**Apply what you read**
a - According to the blog post, in what year did Maury Terry publish The Ultimate Evil?
b - Retype the blog post word for word, everything from "Such a notion" down to "across the nation.".

**Page text**
········

Sunday, February 3, 2013

The Poe



When I first read about The Following roughly a year ago I was immediately intrigued. The show was described as revolving around a burned out former FBI agent trying to stop a cult of serial killers. Those of you that have read your fair share of conspiracy literature are of course aware that such a premise (a cult of serial killers, that is) has been making the rounds for years.

Such a notion first gained widespread exposure with the publication of Ed Sanders' 1971 work The Family, an account of Charles Manson and the Tate-LaBianca murders. Sanders' take was much different than other early accounts of Manson and his cult. Sanders alleged that the Manson Family was part of a broader cult network that originated with an outfit known as the Process Church of Final Judgment. In 1987 Maury Terry expanded upon this notion with the publication of The Ultimate Evil. In this work Terry argued that the cult that had spawned the Manson Family, which he dubbed "The Children," was also behind the Son of Sam murders that terrorized New York City from 1976 till 1977 in addition to other ritualistic murders across the nation.

The Ultimate Evil spawned numerous follow-ups from other researchers, most notably David McGowan's 2004 book Programmed to Kill: The Politics of Serial Murder. In this work McGowan links the exploits of Henry Lee Lucas, Adolfo Constanzo, and the female homicides of Ciudad Juarez, among others, to this group. By the 1990s Terry's theories had also been incorporated into other conspiratorial threads, especially those relating to Satanic ritual abuse, elite pedophile rings, and Monarch programming.


Thus far fictional depictions of the serial killer cult hypothesis have been few and far between, with a few notable exceptions. For instance two legendary slasher franchises, Halloween and The Texas Chainsaw Massacre, both incorporated plot lines revolving around their central villains being involved in cults. These plot lines occurred in Halloween 6: The Curse of Michael Myers (the cult angle was first introduced but not explored in the fifth Halloween film, however) and The Texas Chainsaw Massacre: The Next Generation. Both films were made in the mid-90s (1995 and 1994, respectively, though Next Generation wasn't released widely until 1997) when neither franchise, or horror films in general, were doing especially well. Hence both films were largely only seen by dedicated fanboys of either series for years.

········

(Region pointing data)
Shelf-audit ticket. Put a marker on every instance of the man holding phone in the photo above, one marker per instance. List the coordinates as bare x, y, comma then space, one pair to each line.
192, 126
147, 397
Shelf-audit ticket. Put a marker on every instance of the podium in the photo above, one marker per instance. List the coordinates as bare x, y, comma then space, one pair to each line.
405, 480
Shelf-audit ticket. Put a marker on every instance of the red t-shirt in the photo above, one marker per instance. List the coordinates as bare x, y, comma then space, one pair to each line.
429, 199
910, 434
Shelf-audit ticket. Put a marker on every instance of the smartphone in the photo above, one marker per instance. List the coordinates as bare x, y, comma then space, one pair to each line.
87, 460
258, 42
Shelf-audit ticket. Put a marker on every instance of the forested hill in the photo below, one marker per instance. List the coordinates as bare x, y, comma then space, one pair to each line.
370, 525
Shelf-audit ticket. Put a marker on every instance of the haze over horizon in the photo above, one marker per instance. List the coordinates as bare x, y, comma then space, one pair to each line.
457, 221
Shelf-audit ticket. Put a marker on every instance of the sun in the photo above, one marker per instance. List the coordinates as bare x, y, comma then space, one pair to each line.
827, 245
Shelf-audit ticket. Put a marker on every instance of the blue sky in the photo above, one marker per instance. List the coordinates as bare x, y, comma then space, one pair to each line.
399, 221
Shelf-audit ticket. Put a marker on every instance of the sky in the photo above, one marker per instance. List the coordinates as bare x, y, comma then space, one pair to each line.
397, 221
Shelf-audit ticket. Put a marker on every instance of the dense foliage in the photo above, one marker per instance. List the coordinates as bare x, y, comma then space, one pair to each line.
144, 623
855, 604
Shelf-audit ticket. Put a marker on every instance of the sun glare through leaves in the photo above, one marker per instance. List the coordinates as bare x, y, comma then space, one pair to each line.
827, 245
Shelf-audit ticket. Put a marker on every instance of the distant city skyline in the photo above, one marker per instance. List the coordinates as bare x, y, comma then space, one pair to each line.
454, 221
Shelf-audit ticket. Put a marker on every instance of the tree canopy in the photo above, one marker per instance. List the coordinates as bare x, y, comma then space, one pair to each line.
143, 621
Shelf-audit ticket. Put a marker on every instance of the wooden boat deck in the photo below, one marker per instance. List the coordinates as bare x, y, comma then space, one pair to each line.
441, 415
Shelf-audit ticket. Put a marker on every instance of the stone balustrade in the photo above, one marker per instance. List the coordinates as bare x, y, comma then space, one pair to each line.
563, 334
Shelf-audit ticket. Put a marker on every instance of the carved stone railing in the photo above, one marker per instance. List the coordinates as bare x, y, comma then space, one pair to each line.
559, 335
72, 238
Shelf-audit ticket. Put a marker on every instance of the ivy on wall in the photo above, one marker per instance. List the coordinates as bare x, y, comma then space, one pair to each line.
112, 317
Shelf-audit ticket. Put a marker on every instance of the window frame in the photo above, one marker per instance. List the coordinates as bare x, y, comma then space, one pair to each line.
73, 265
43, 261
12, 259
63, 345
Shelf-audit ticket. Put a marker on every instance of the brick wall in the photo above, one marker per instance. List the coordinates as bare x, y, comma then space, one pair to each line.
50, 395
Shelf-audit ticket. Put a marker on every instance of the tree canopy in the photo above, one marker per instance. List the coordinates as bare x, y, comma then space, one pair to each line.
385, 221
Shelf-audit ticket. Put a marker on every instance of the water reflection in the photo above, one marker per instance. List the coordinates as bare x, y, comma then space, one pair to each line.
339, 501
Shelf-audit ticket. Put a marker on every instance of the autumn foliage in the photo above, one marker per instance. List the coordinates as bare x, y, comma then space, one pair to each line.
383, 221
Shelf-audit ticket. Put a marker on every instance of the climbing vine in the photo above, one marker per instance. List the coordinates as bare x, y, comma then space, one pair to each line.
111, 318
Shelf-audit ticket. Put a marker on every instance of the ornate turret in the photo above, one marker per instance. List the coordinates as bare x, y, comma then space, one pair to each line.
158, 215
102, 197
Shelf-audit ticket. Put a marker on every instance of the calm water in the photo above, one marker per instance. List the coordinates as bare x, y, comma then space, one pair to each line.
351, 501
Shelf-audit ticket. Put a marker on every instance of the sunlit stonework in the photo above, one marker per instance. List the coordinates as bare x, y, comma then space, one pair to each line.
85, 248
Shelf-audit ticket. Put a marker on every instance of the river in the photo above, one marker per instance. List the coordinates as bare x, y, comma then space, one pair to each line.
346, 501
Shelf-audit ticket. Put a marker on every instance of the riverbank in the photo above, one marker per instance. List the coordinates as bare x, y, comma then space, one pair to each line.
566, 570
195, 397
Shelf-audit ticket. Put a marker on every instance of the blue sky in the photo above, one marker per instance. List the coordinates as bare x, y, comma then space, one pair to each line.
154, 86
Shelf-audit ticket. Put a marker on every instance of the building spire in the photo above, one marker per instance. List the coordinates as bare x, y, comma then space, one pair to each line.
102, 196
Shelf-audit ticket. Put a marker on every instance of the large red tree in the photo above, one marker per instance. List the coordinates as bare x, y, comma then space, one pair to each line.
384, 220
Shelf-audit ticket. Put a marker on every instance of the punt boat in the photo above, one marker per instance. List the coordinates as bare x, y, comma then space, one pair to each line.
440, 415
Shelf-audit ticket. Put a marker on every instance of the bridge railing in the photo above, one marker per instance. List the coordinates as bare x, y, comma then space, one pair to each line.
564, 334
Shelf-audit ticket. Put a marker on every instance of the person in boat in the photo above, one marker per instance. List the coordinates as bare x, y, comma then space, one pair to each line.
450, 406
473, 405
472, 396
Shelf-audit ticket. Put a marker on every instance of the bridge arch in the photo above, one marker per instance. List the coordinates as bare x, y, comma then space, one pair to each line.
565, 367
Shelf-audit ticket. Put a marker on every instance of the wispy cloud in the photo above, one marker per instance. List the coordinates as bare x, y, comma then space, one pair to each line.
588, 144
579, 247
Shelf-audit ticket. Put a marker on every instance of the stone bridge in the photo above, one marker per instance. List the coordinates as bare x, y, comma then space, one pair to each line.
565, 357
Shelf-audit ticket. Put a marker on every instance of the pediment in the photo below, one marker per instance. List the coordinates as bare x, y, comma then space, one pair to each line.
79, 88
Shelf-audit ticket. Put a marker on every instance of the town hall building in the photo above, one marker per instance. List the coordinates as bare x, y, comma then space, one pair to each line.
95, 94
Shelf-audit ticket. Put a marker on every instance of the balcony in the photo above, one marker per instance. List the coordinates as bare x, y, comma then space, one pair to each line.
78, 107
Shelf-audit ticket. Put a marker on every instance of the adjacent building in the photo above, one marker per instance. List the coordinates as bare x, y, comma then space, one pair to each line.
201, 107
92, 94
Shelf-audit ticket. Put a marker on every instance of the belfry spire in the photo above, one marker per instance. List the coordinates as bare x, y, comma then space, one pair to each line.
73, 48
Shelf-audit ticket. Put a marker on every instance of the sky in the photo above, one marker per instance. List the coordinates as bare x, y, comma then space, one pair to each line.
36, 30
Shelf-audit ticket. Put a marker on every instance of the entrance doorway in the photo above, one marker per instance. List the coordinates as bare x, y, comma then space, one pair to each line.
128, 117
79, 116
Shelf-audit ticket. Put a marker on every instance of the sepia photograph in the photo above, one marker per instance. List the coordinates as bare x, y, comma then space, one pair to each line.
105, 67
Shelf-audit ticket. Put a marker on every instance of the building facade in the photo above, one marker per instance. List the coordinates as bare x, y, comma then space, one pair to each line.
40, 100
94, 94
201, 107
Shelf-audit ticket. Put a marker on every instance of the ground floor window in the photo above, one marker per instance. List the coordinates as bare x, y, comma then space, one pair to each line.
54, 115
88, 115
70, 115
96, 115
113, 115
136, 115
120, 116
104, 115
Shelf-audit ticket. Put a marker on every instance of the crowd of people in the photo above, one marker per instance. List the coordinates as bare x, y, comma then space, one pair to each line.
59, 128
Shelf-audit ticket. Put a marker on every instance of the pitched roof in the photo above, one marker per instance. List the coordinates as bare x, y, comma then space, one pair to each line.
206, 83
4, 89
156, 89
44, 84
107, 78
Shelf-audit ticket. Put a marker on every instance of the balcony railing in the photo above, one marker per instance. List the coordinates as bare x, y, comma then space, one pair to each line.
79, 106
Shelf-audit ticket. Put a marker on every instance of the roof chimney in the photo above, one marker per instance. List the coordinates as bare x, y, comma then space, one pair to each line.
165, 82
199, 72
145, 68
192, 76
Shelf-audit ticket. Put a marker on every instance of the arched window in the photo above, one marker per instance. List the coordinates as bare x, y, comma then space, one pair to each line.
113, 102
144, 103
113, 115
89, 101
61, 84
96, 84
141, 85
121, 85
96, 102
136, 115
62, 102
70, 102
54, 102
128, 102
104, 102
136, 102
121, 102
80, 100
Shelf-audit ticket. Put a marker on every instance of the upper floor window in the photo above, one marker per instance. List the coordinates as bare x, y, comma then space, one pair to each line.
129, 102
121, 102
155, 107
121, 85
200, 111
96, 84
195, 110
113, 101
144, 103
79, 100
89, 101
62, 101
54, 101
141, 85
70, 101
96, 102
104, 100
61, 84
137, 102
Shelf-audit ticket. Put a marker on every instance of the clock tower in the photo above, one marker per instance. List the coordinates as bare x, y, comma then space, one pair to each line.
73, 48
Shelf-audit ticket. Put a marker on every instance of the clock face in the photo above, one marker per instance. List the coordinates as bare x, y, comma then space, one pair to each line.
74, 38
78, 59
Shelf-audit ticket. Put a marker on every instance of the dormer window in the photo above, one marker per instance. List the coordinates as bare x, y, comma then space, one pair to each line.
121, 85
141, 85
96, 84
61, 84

········

**Answers for this exercise**
a - 1987

b -
Such a notion first gained widespread exposure with the publication of Ed Sanders' 1971 work The Family, an account of Charles Manson and the Tate-LaBianca murders. Sanders' take was much different than other early accounts of Manson and his cult. Sanders alleged that the Manson Family was part of a broader cult network that originated with an outfit known as the Process Church of Final Judgment. In 1987 Maury Terry expanded upon this notion with the publication of The Ultimate Evil. In this work Terry argued that the cult that had spawned the Manson Family, which he dubbed "The Children," was also behind the Son of Sam murders that terrorized New York City from 1976 till 1977 in addition to other ritualistic murders across the nation.